Excerpts of location labeling records:
■ ■ ■ ■ ■ ■ ■

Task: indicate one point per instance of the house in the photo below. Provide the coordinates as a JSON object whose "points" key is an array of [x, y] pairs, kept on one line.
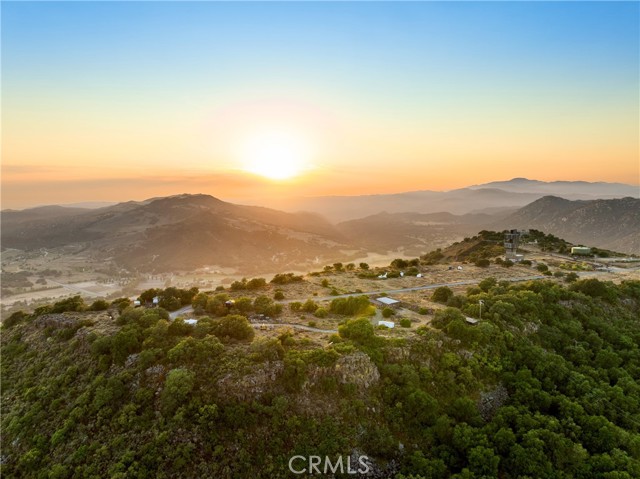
{"points": [[388, 301]]}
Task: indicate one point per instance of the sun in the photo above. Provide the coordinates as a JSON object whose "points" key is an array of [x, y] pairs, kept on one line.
{"points": [[276, 155]]}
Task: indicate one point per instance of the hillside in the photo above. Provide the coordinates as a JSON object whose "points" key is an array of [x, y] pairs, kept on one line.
{"points": [[545, 386], [612, 224], [488, 197], [413, 233], [178, 233]]}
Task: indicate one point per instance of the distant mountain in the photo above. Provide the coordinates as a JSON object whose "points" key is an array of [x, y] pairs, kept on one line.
{"points": [[413, 233], [612, 224], [496, 196], [179, 233], [565, 189]]}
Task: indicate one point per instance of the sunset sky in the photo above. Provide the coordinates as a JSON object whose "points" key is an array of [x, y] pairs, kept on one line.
{"points": [[116, 101]]}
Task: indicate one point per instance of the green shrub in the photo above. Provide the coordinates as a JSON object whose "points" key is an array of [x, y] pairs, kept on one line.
{"points": [[442, 294], [320, 313]]}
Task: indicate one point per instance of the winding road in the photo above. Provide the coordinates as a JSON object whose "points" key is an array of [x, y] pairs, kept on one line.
{"points": [[189, 309]]}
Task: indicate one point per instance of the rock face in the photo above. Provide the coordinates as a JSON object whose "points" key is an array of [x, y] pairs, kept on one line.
{"points": [[251, 385], [357, 368]]}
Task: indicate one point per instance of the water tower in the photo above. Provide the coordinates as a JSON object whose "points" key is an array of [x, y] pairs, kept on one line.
{"points": [[511, 242]]}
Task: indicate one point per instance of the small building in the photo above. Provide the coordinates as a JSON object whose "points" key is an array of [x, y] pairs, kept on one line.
{"points": [[388, 301]]}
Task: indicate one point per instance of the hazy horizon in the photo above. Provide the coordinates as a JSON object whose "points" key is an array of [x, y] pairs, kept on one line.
{"points": [[246, 101]]}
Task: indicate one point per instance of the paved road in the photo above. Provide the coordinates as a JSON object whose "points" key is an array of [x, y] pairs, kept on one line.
{"points": [[296, 326], [189, 309], [77, 290]]}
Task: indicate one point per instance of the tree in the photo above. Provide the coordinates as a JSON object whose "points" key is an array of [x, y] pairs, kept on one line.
{"points": [[234, 327], [442, 294], [177, 386], [359, 330], [571, 277], [487, 283], [388, 312], [99, 305], [542, 267]]}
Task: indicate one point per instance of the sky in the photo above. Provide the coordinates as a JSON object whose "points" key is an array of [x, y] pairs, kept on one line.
{"points": [[113, 101]]}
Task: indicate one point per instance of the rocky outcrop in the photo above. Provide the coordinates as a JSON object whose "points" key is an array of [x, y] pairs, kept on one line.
{"points": [[253, 384]]}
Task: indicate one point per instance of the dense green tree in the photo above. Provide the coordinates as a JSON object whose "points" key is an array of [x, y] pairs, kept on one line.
{"points": [[442, 294]]}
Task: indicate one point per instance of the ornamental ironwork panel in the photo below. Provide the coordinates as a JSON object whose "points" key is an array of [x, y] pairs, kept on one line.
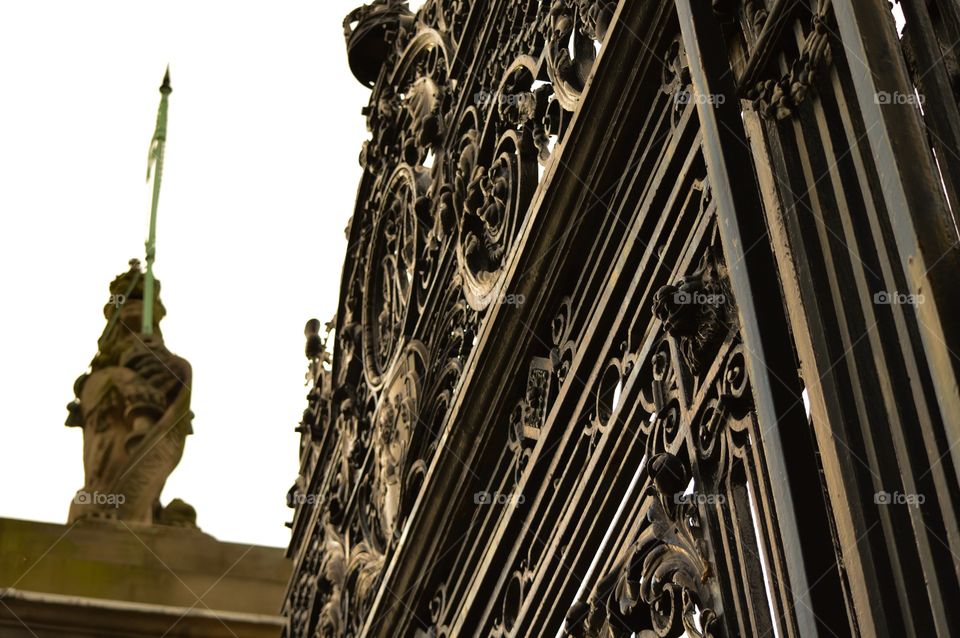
{"points": [[612, 355]]}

■ ■ ■ ■ ■ ■ ■

What you will do: Reproduce verbatim the stretch of the records from the line containing "Task: indicate one point per instance of the ornamental" through the end of the records, with the picture left out.

Correct output:
Task: indicate one point per instance of the ornamental ironwork panel in the photo below. Provide the coordinates as a JSON object whose "points" key is an array of [x, y] pairs, kept on one line.
{"points": [[612, 355]]}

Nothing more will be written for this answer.